Description of the task: Pick out every line in the records below that contains the word "radiator" and copy each of those lines unchanged.

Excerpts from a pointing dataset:

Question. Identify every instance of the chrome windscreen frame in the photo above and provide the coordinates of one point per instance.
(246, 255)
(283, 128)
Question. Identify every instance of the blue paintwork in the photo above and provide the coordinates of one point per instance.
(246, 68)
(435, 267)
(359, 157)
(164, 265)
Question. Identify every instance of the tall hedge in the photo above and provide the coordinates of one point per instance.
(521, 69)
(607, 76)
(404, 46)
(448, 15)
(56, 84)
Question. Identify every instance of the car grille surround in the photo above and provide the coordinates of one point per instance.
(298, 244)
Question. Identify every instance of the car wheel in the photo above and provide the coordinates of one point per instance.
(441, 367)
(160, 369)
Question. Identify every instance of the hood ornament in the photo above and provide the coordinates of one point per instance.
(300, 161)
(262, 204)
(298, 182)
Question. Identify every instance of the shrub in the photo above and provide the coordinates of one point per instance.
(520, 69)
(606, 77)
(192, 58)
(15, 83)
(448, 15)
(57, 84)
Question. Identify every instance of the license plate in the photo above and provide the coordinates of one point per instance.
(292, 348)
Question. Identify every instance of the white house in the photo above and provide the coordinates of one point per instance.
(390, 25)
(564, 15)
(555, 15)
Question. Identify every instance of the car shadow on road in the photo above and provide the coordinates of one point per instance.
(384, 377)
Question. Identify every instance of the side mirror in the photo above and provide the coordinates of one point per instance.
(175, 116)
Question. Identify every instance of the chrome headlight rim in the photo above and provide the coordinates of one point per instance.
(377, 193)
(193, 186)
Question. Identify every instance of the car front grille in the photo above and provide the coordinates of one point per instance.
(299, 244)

--

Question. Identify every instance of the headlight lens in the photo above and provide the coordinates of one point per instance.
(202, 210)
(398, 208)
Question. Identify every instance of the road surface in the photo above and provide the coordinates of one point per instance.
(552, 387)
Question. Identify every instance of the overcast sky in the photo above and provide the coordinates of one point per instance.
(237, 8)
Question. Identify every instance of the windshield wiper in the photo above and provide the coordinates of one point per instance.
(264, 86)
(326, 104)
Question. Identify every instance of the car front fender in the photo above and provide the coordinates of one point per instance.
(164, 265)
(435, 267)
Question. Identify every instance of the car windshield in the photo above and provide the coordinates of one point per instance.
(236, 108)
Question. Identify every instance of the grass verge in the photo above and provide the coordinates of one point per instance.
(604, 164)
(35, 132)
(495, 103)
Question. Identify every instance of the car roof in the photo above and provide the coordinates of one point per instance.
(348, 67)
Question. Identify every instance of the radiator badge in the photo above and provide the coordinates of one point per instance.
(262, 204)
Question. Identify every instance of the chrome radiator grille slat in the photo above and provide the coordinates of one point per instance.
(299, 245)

Written answer:
Question. Identify every instance of the radiator badge in the photo above and provide the coordinates of one point per instance.
Question. Identify every instance of the chrome radiator grille slat in the photo above and provide the coordinates of one point per instance.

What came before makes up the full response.